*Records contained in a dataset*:
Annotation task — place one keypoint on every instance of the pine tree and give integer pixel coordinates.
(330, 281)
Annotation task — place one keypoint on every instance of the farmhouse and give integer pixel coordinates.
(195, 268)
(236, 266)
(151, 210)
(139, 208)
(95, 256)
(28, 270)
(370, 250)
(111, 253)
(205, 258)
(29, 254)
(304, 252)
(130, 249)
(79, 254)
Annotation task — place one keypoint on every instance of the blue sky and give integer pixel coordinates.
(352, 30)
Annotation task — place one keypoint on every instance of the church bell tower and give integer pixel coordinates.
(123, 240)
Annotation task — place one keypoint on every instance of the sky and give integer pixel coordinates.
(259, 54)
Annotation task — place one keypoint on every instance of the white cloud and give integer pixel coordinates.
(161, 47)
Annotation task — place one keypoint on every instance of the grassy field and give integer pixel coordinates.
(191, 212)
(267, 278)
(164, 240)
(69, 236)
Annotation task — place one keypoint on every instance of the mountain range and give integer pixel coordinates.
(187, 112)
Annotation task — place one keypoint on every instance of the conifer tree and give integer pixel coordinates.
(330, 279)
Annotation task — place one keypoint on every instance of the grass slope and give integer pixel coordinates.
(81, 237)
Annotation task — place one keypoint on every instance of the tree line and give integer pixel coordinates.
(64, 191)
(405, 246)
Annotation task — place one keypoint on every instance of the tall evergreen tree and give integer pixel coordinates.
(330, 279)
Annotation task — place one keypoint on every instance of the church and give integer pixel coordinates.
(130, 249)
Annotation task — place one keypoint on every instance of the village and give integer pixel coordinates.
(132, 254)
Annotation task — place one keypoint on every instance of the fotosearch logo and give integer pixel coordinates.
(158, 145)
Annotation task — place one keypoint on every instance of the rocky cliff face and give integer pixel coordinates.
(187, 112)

*AIM*: Copy out all of the records above with nothing altered.

*FINAL ANSWER*:
Annotation task — place one keypoint on every instance of the pine tree and give integer pixel coordinates.
(330, 281)
Annotation task — place one keypoint on every instance of the farmhouse and give integer pixel coordinates.
(195, 268)
(236, 266)
(151, 210)
(139, 208)
(95, 256)
(28, 270)
(370, 250)
(111, 253)
(205, 258)
(29, 254)
(304, 252)
(130, 249)
(79, 254)
Annotation task — place one keypoint on every instance of the blue sky and give integer pixel coordinates.
(352, 30)
Annotation task — place one keypoint on every instance of the church bell tower and give integer pixel coordinates.
(123, 240)
Annotation task — place one keypoint on every instance of the sky and give integer pixel coordinates.
(259, 54)
Annotation task — place one keypoint on every instance of the white cloud and give integer pixel coordinates.
(161, 47)
Annotation task — place one keypoint on every instance of the grassy field and give integer pixel coordinates.
(191, 212)
(267, 278)
(164, 240)
(69, 236)
Annotation task — place one keypoint on every instance of the mountain range and give integer pixel coordinates.
(187, 112)
Annotation task — place one keypoint on every instance of the conifer tree and give integer pixel coordinates.
(330, 279)
Annotation task — place one keypoint on every instance of the grass slope and give integer pixel coordinates.
(81, 237)
Annotation task — place one keypoint on every instance of the tree line and give integer pixel coordinates.
(64, 191)
(405, 246)
Annotation task — place one keypoint on every instance of the tall evergreen tree and give integer pixel coordinates.
(330, 279)
Annotation task — place one keypoint on every instance of the church and give integer pixel coordinates.
(130, 249)
Annotation task — place one keypoint on every instance of the village and give integer pixel coordinates.
(132, 254)
Annotation task — place one keypoint on every instance of the fotosearch logo and give integer pixel coordinates.
(158, 145)
Annotation task — place one keypoint on every instance of the rocky cliff face and give integer pixel coordinates.
(187, 112)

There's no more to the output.